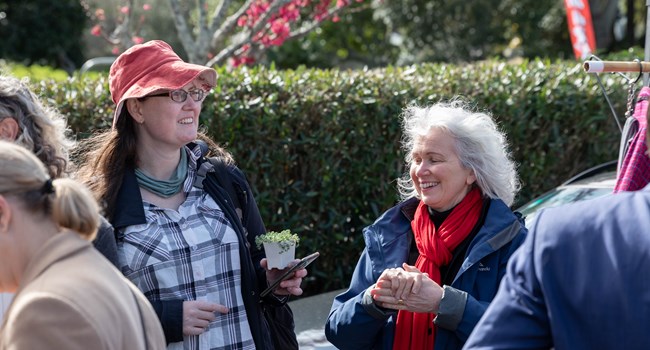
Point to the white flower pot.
(276, 258)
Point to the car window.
(559, 197)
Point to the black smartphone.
(302, 264)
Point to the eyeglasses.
(181, 95)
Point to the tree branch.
(228, 26)
(183, 32)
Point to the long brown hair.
(106, 156)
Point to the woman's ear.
(5, 214)
(135, 109)
(471, 178)
(9, 129)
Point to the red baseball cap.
(149, 67)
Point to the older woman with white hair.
(433, 263)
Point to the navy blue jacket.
(356, 322)
(581, 280)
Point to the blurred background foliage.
(396, 32)
(321, 147)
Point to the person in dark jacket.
(30, 122)
(175, 242)
(579, 281)
(432, 263)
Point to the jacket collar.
(128, 206)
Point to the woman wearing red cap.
(174, 241)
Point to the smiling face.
(437, 173)
(164, 122)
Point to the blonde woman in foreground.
(67, 295)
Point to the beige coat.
(71, 297)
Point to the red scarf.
(415, 331)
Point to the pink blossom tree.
(231, 32)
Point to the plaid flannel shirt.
(190, 254)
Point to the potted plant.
(280, 247)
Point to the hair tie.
(47, 187)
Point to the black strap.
(144, 329)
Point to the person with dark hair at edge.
(579, 281)
(432, 264)
(175, 241)
(28, 121)
(67, 295)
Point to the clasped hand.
(407, 288)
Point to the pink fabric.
(150, 67)
(635, 170)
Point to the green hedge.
(322, 148)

------------------------

STATED EXERCISE:
Repeat every line in the stretch from the one containing "Point to the pink blossom tree." through the end of the lines, moving each point by adding 58 to both of its coordinates.

EXPECTED OUTPUT:
Point to the pink blossom tree.
(289, 90)
Point to the plaid flannel shirt.
(248, 312)
Point to the potted plant.
(338, 305)
Point to the hair tie.
(105, 245)
Point to the black strap.
(202, 387)
Point to the person with dark hair at edge.
(637, 339)
(490, 322)
(233, 299)
(86, 179)
(125, 353)
Point to the clasped hand.
(465, 346)
Point to the pink fabric.
(208, 125)
(693, 228)
Point to the green hedge.
(380, 206)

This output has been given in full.